Palavras-chave: Atos ilícitos. Tributação.

SUMÁRIO: 1 INTRODUÇÃO.2 TRIBUTOS NO ORDENAMENTO JURÍDICO BRASILEIRO..2.1 SISTEMA TRIBUTÁRIO NACIONAL..2.2 COMPETÊNCIA TRIBUTÁRIA..2.3 RECEITAS PÚBLICAS..2.4 AUTONOMIA DO DIREITO TRIBUTÁRIO...2.4.1 Relação com outros ramos do Direito..2.5 ATO JURÍDICO.3 ISONOMIA TRIBUTÁRIA...3.1 CAPACIDADE CONTRIBUTIVA..3.2 RAZOABILIDADE..3.3 PROPORCIONALIDADE..3.4 EQUIDADE E TRIBUTAÇÃO JUSTA.4 TRIBUTAÇÃO DE ATOS ILÍCITOS..4.1 HIPÓTESE DE INCIDÊNCIA..4.2 FATO GERADOR...4.2.1 A cláusula “pecunia non olet” ..4.2.2 A intributabilidade dos atos ilícitos..4.2.3 Natureza da sanção..4.3 ABSTRAÇÃO DO ILÍCITO NA FASE DO LANÇAMENTO...4.4 JURISPRUDÊNCIAS NO ORDENAMENTO JURÍDICO BRASILEIRO.6 CONSIDERAÇÕES FINAIS...7 REFERÊNCIAS.. 


1 INTRODUÇÃO

O tributo é uma prestação compulsória, ou seja, não permite escusas. É uma receita derivada, pois uma vez cobrada pelo Estado, transfere recursos particulares para o patrimônio estatal. É também uma obrigação firmada por lei, sendo, portanto, obrigatória. Sua ocorrência se dá no momento da realização de um fato gerador previsto na hipótese de incidência.

O Estado, para manter-se funcionando, ou como no jargão popular, “para a máquina ficar de pé”, necessita captar recursos. Para isso, oferece ao contribuinte diversos serviços e, em contrapartida, recebe deste uma contribuição fiscal, formando assim a fonte das receitas públicas. Receita pública é a entrada que, integrando-se no patrimônio público sem quaisquer reservas, condições ou correspondências no passivo, vem acrescer o seu vulto. Em termos diretos e objetivos, receita pública é o ingresso definitivo de bens e valores ao erário público, sem condição preestabelecida de saída.

#### DADOS FORNECIDOS:
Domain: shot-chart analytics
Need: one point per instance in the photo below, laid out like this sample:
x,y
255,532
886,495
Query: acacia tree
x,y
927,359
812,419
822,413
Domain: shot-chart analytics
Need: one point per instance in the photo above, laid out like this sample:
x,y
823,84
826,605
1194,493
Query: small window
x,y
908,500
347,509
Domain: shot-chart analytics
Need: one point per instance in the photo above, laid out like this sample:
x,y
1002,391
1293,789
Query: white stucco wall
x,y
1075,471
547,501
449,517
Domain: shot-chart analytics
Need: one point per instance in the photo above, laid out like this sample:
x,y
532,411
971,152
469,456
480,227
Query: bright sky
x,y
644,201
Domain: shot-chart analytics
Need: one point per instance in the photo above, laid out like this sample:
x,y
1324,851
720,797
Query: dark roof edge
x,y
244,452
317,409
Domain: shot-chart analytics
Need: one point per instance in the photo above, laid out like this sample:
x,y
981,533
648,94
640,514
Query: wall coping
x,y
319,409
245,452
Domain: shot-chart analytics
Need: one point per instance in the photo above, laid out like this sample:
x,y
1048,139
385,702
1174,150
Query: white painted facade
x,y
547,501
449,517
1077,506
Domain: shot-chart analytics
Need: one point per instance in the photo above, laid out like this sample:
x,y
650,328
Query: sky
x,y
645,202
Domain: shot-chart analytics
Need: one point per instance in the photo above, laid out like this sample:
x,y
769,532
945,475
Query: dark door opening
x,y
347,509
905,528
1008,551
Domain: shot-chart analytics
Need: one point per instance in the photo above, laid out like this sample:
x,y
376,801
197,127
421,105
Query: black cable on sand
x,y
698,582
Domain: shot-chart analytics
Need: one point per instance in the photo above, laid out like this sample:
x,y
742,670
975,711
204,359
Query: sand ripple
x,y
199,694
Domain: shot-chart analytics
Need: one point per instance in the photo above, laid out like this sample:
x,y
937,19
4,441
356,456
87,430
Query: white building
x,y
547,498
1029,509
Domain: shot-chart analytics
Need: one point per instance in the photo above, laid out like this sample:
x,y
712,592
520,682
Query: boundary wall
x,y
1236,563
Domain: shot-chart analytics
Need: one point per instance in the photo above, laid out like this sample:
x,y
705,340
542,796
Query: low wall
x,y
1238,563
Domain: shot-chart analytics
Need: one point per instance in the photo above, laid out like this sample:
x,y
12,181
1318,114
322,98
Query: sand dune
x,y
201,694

#### PEDIDO FEITO 1:
Passe para o inglês esta frase do trecho sobre tributos: "Em termos diretos e objetivos, receita pública é o ingresso definitivo de bens e valores ao erário público, sem condição preestabelecida de saída."
#### PEDIDO FEITO 2:
Segundo o trecho sobre tributos, as afirmações abaixo estão certas? Responda sim ou não a cada uma e cite as palavras do trecho que decidem: (a) o tributo permite escusas; (b) o tributo é uma obrigação firmada por lei; (c) o tributo ocorre quando se realiza um fato gerador previsto na hipótese de incidência.

#### RESPOSTA ESPERADA 1:
In direct and objective terms, public revenue is the definitive inflow of goods and assets into the public treasury, with no preestablished condition for their outflow.

#### RESPOSTA ESPERADA 2:
(a) Não: "não permite escusas".
(b) Sim: "É também uma obrigação firmada por lei".
(c) Sim: "Sua ocorrência se dá no momento da realização de um fato gerador previsto na hipótese de incidência".